- **Work required**:
Set down the passage of the hash table thread below word for word, starting at "http://preshing.com/20160314/leapfrog-probing/" and ending at "become very complex.".

- **Page**:

| HN Mirror

Y	Hacker News new \| ask \| show \| jobs


	by hthh 3556 days ago
	Dynamic resizing fixes this, although hash collisions can still be a problem (albeit a very unlikely one if your hash is secure). https://en.wikipedia.org/wiki/Hash_table#Dynamic_resizing

3 comments

mason55 3556 days ago

The number of collisions is only loosely based on the hash function, it's much more closely tied to the fill factor.

If you keep your hash table 1% full then you're unlikely to run into a collision no matter how bad your hash function is. If you keep your table 99% full then it doesn't matter how good your hash function is. You still have to modulo your hash by the number of buckets.

link

wongarsu 3556 days ago

Yes, there are implemenations of hash tables that solve this problem. Hash collisions still ruin your worst case performance, but as long as nobody is asking how long you spend on inserts you can solve that too. As a trivial example, on each insert make the hashtable larger and change the hash function randomly until you found a solution that has O(1) lookup for all elements.

But now we're far outside the realm of "properties of hash tables" and instead inside "properties of my hash table", and any decent interviewer should recognize that.

link

lorantt 3556 days ago

I think people here seem to implicitly assume linked buckets, those are bad on modern architectures for several reasons.

Look at (Hopscotch,) Robin Hood or Cuckoo Hashing for hashing with linear probing, high fill factor (~0.9) and _amortized_ O(1). I've seen a paper somewhere that proved Robin Hood worst-case O(log log n) afair.

http://www.sebastiansylvan.com/post/robin-hood-hashing-shoul...

https://en.m.wikipedia.org/wiki/Hopscotch_hashing

You can make open probing performantly concurrent with 2 bytes of memory overhead per key/value too:

http://preshing.com/20160314/leapfrog-probing/

link

hvidgaard 3553 days ago

My first tought about dynamic resizing is that you can have an amortized O(1) but still is O(n) worst case. Both then exploiting the hash function to force all elements into the same bucket, but also when triggering a resize.

You can make an expanding array with O(1) operations, but I'm unsure if it's applicable to a hashtable. It may be, but it's beginning to become very complex.

link

- **Information shown**:
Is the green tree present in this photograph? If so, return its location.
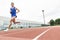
[55,18,60,25]
[50,19,55,26]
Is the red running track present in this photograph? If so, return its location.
[0,27,60,40]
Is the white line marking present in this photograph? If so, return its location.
[32,28,51,40]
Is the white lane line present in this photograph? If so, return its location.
[32,28,51,40]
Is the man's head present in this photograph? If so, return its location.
[11,2,14,7]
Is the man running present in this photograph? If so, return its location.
[5,2,20,31]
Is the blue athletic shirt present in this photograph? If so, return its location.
[10,7,16,17]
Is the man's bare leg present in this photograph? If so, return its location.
[8,19,13,29]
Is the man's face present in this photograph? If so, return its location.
[11,3,14,7]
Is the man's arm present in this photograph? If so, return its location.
[16,8,20,13]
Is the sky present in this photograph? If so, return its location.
[0,0,60,23]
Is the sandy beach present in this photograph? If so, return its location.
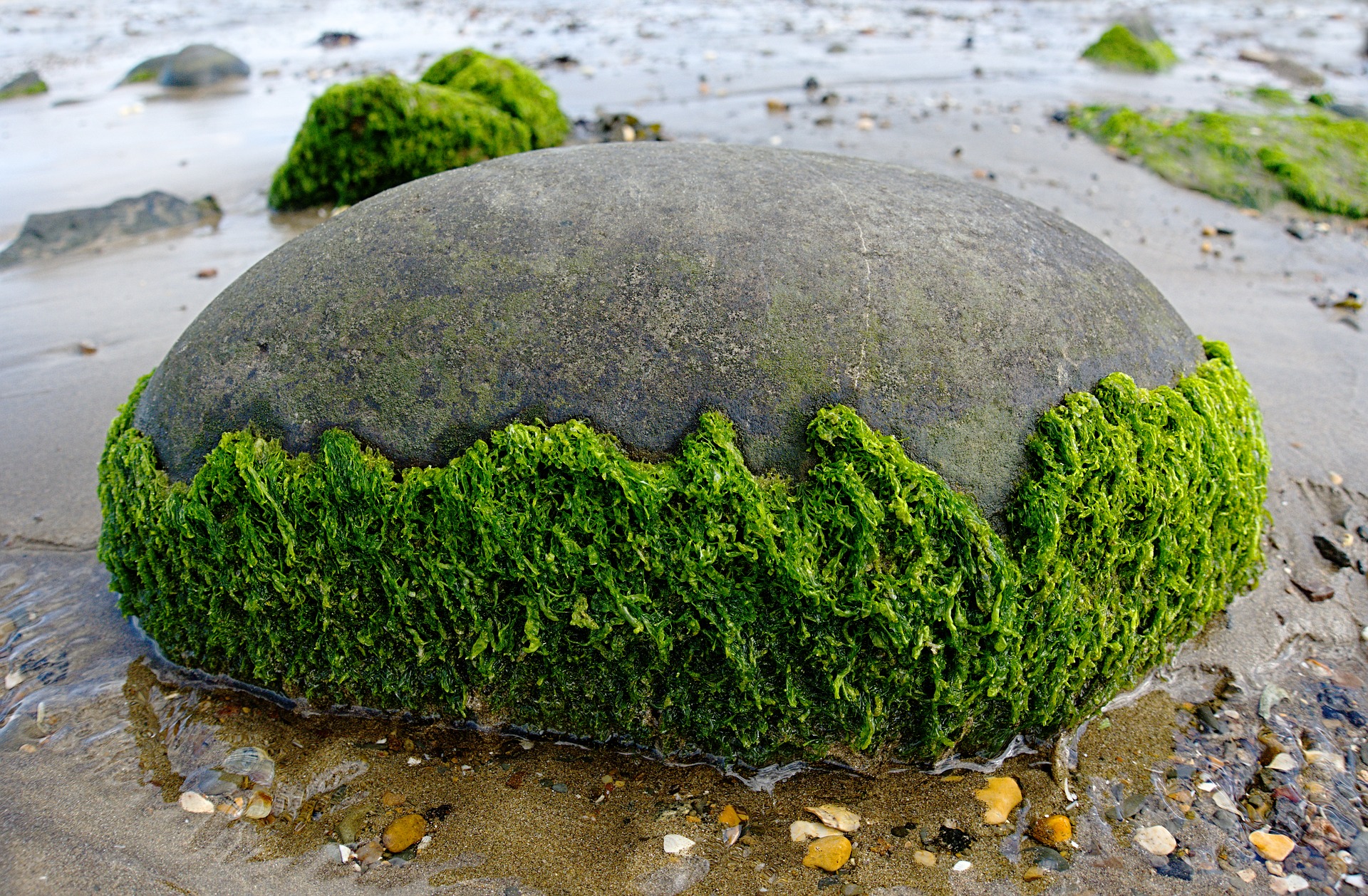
[0,0,1368,896]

- **Completed exercise**:
http://preshing.com/20160314/leapfrog-probing/

link

hvidgaard 3553 days ago

My first tought about dynamic resizing is that you can have an amortized O(1) but still is O(n) worst case. Both then exploiting the hash function to force all elements into the same bucket, but also when triggering a resize.

You can make an expanding array with O(1) operations, but I'm unsure if it's applicable to a hashtable. It may be, but it's beginning to become very complex.